# Problem description
Beginning at the line that contains "twig in the photo above.", write out each remaining line of the entries below exactly as it stands.

[Supplied data — start]

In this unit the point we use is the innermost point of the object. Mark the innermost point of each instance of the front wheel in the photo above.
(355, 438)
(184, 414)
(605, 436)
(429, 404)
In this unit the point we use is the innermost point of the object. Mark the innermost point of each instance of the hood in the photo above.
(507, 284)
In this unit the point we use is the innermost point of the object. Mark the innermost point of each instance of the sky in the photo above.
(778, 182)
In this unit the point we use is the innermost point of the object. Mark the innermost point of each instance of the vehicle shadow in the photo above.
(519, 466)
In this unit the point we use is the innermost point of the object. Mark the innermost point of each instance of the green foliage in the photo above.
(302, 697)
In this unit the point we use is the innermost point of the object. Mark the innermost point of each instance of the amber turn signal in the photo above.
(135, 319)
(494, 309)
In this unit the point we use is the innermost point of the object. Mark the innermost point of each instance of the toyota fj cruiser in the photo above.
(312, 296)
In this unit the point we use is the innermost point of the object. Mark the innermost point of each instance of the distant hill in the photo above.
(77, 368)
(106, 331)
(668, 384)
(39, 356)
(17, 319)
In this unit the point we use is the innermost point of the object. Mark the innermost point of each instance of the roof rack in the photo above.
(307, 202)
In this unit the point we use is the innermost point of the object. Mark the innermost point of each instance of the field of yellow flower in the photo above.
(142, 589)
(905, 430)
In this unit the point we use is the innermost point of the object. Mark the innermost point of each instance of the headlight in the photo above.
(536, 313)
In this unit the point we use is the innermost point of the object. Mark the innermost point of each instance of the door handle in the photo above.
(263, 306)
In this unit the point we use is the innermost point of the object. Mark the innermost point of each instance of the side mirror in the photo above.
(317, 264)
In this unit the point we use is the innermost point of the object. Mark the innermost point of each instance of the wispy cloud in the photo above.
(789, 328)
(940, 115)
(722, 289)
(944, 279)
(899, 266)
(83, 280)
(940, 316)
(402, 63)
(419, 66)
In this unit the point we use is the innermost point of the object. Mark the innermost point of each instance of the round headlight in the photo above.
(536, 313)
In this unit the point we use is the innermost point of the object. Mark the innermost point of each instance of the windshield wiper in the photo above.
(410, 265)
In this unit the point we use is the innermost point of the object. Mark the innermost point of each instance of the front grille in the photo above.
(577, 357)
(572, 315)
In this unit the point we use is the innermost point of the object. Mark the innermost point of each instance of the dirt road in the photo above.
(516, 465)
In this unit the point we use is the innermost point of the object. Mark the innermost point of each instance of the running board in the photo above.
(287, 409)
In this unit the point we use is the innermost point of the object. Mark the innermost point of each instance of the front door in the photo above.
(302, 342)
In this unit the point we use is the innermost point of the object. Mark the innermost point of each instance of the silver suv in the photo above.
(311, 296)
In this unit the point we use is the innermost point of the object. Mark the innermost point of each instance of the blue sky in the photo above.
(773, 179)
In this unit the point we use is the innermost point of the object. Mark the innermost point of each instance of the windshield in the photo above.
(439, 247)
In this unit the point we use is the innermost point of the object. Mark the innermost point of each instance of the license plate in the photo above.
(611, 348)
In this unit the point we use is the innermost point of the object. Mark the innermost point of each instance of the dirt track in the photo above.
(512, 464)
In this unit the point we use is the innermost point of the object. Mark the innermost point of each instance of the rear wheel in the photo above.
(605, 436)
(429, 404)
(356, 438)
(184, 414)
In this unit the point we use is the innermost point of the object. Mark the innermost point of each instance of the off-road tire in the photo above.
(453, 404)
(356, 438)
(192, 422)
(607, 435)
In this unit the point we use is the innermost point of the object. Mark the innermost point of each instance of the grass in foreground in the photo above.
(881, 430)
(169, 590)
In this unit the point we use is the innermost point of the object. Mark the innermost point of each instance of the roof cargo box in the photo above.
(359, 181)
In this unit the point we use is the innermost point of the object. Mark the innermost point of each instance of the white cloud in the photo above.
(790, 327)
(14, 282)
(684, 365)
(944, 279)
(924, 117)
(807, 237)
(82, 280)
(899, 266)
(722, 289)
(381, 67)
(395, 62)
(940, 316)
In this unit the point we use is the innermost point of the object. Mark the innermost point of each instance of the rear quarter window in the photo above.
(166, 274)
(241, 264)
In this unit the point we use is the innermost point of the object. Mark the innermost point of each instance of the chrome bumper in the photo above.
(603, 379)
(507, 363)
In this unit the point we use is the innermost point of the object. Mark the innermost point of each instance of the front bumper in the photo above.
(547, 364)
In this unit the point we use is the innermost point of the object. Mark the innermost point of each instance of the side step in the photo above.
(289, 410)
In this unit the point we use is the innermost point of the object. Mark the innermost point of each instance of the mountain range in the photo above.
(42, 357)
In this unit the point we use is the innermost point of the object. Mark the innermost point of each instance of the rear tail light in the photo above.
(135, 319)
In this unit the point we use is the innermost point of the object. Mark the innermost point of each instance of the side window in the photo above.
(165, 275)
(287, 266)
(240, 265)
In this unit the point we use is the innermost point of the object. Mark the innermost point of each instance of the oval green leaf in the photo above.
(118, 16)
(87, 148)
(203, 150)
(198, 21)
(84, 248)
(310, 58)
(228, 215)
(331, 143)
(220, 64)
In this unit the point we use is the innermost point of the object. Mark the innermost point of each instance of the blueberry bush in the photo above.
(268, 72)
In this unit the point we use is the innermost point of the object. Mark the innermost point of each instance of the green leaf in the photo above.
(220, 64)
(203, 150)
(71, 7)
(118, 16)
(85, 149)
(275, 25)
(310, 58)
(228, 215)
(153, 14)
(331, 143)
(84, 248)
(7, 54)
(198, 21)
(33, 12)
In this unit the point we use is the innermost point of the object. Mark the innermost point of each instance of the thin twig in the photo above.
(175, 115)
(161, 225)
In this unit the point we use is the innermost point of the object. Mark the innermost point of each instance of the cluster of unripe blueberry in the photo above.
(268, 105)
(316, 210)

[Supplied data — finish]

# Completed task
In this unit the point we use is the innermost point of the object. Mark the innermost point of each instance of the thin twig in the photo above.
(175, 115)
(161, 225)
In this unit the point we use is the innermost point of the object. Mark the innermost point of each instance of the cluster of unripe blueberry in the photo above.
(268, 105)
(316, 210)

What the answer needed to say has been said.